*TASK PROMPT*
An exact copy of every entry is needed, without any of the pictures.

-- -- --

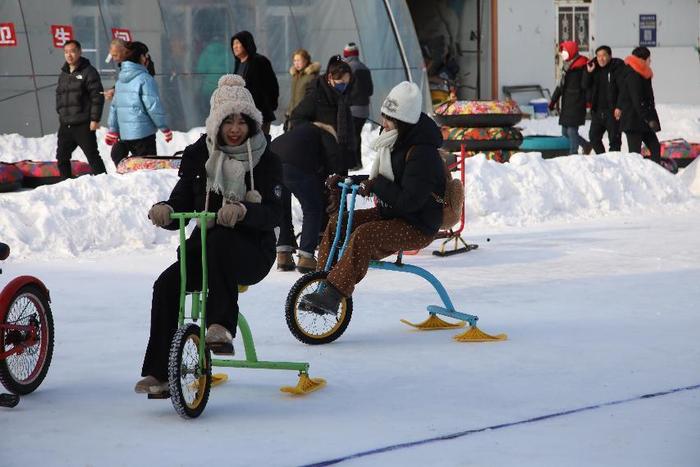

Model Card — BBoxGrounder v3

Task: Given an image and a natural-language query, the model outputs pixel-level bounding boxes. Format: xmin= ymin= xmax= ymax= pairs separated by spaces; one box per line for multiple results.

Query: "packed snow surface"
xmin=1 ymin=108 xmax=699 ymax=466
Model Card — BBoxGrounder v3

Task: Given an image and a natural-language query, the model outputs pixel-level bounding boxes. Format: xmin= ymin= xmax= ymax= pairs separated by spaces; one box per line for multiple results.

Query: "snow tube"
xmin=116 ymin=156 xmax=182 ymax=174
xmin=0 ymin=162 xmax=24 ymax=192
xmin=441 ymin=126 xmax=523 ymax=152
xmin=519 ymin=136 xmax=570 ymax=159
xmin=434 ymin=100 xmax=522 ymax=127
xmin=12 ymin=160 xmax=92 ymax=188
xmin=642 ymin=139 xmax=699 ymax=168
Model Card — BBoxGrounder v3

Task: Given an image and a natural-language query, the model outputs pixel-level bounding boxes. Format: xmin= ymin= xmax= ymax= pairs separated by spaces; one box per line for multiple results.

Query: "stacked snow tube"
xmin=642 ymin=138 xmax=700 ymax=168
xmin=519 ymin=136 xmax=570 ymax=159
xmin=117 ymin=156 xmax=182 ymax=174
xmin=0 ymin=162 xmax=24 ymax=192
xmin=12 ymin=160 xmax=92 ymax=188
xmin=435 ymin=100 xmax=523 ymax=161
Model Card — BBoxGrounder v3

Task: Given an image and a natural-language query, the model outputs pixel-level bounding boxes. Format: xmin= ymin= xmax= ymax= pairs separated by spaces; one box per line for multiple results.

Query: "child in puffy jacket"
xmin=106 ymin=41 xmax=172 ymax=167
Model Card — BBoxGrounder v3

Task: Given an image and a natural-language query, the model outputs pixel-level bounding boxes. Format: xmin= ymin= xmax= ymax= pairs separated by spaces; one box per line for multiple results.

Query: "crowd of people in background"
xmin=550 ymin=41 xmax=667 ymax=170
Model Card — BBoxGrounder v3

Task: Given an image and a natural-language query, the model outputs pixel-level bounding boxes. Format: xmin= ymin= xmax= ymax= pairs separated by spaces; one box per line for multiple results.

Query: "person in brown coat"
xmin=285 ymin=48 xmax=320 ymax=127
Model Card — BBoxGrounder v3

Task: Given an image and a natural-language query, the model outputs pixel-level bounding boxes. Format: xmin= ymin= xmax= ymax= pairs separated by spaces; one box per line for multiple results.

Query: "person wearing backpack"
xmin=300 ymin=81 xmax=447 ymax=314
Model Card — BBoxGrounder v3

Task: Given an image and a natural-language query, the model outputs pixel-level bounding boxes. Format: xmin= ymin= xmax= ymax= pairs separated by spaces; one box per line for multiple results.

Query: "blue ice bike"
xmin=284 ymin=179 xmax=506 ymax=345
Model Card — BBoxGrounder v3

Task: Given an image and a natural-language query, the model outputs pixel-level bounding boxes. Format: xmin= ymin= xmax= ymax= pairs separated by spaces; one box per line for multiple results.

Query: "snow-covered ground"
xmin=1 ymin=108 xmax=699 ymax=466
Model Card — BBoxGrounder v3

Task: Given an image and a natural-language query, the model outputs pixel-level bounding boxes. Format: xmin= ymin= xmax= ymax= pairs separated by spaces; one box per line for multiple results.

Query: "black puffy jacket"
xmin=617 ymin=65 xmax=660 ymax=133
xmin=231 ymin=31 xmax=279 ymax=123
xmin=372 ymin=113 xmax=446 ymax=236
xmin=551 ymin=61 xmax=587 ymax=127
xmin=581 ymin=58 xmax=624 ymax=113
xmin=162 ymin=134 xmax=283 ymax=258
xmin=55 ymin=57 xmax=104 ymax=125
xmin=270 ymin=122 xmax=344 ymax=176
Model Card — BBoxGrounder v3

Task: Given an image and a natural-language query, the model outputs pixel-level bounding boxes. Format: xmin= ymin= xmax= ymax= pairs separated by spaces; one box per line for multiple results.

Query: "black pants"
xmin=350 ymin=117 xmax=366 ymax=170
xmin=589 ymin=110 xmax=622 ymax=154
xmin=277 ymin=164 xmax=325 ymax=256
xmin=111 ymin=134 xmax=157 ymax=167
xmin=141 ymin=227 xmax=274 ymax=381
xmin=626 ymin=131 xmax=661 ymax=163
xmin=56 ymin=122 xmax=106 ymax=178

-- -- --

*RESPONSE TO THE TASK*
Model Card — BBoxGrounder v3

Task: Given an image and a natural-language query, the model outputs pixel-level bounding boxes. Format: xmin= ymin= xmax= ymax= pairs separated by spaces; one box per line for multiple results.

Query: "packed snow surface"
xmin=1 ymin=108 xmax=699 ymax=466
Model Card — BBoxGrounder v3

Task: Given an image and a natural-language query, the model outputs pixel-level bounding boxes. Format: xmin= ymin= xmax= ymax= pairs separated by spaces; one box per line for multiple results.

Query: "snow tube"
xmin=116 ymin=156 xmax=182 ymax=174
xmin=0 ymin=162 xmax=24 ymax=192
xmin=441 ymin=126 xmax=523 ymax=152
xmin=519 ymin=136 xmax=570 ymax=159
xmin=434 ymin=100 xmax=522 ymax=127
xmin=12 ymin=160 xmax=92 ymax=188
xmin=642 ymin=139 xmax=699 ymax=168
Model Card — BBoxGrounder v3

Task: Given an image and a natural-language query, the model outputs pixel-level bounding boxes. Format: xmin= ymin= xmax= ymax= pairs separated by spaces; one box per line for multiple results.

Query: "stacked snow tube"
xmin=642 ymin=138 xmax=700 ymax=168
xmin=519 ymin=136 xmax=570 ymax=159
xmin=117 ymin=156 xmax=182 ymax=174
xmin=0 ymin=162 xmax=24 ymax=192
xmin=12 ymin=160 xmax=92 ymax=188
xmin=435 ymin=100 xmax=523 ymax=161
Model Card — BBoxGrounder v3

Task: Given an image and a natural-language query, the model outputs pixel-level bounding boxes. Format: xmin= ymin= xmax= ymax= pairs separated by spaces; one box per line for multiple results.

Query: "child in puffy jacket"
xmin=106 ymin=41 xmax=172 ymax=167
Model Card — BBoxGrounder v3

Task: Given an image and a natural-language query, the model outputs pixel-level bounding boxes. Format: xmin= ymin= xmax= ymax= pairs separated by spaces; one box per line for multiple results.

Query: "crowd of people in background"
xmin=550 ymin=41 xmax=667 ymax=170
Model Card — BBoxGrounder v3

Task: Given an image and a natural-language query, the model outputs pixel-level bounding boxes. Format: xmin= ymin= xmax= ymax= pairs separated by spaces; one box per line for multiple results.

Query: "person in brown coat"
xmin=285 ymin=48 xmax=320 ymax=127
Model Card — BBoxGrounder v3

Task: Given an image and a natural-language query, the model outputs pixel-level bounding boxes. Format: xmin= ymin= xmax= ymax= pairs separated by spaces; one box per line for multiple results.

Query: "person wearing backpack"
xmin=300 ymin=81 xmax=447 ymax=314
Model Card — BBoxGrounder v3

Task: Given an image and a natural-language query, the model outputs pixel-level bounding boxes. Format: xmin= ymin= xmax= ymax= pairs separated by spaces; one box per line for multiple results.

Query: "blue ice bike"
xmin=284 ymin=179 xmax=506 ymax=345
Model Card — BBoxGrounder v3

Task: Given an image and a natural-language query, the model outputs pixel-level bounding boxes. Format: xmin= ymin= xmax= ymax= pairs separated by spaces; one box per line for multiple results.

Query: "snow-covered ground"
xmin=1 ymin=108 xmax=699 ymax=466
Model Card — BBoxGrounder v3

Task: Given an image and a natural-language query, the model outputs pixel-level bounding boxes. Format: xmin= ymin= xmax= ymax= pairs separated by spaces; one box per line for multiple results.

Query: "black puffy jacket"
xmin=617 ymin=65 xmax=660 ymax=133
xmin=231 ymin=31 xmax=279 ymax=123
xmin=372 ymin=113 xmax=446 ymax=236
xmin=551 ymin=61 xmax=587 ymax=127
xmin=581 ymin=58 xmax=624 ymax=113
xmin=162 ymin=134 xmax=283 ymax=258
xmin=55 ymin=57 xmax=104 ymax=125
xmin=270 ymin=122 xmax=344 ymax=176
Model Card — BBoxGrounder v3

Task: Given an image and a natural-language query, the model outputs pixel-level bounding boxes. Format: xmin= ymin= xmax= ymax= pairs separated by spaces; one box per line for multiple results.

Query: "black pants"
xmin=350 ymin=117 xmax=366 ymax=170
xmin=589 ymin=110 xmax=622 ymax=154
xmin=277 ymin=164 xmax=325 ymax=256
xmin=111 ymin=134 xmax=157 ymax=167
xmin=141 ymin=227 xmax=274 ymax=381
xmin=626 ymin=131 xmax=661 ymax=163
xmin=56 ymin=122 xmax=106 ymax=178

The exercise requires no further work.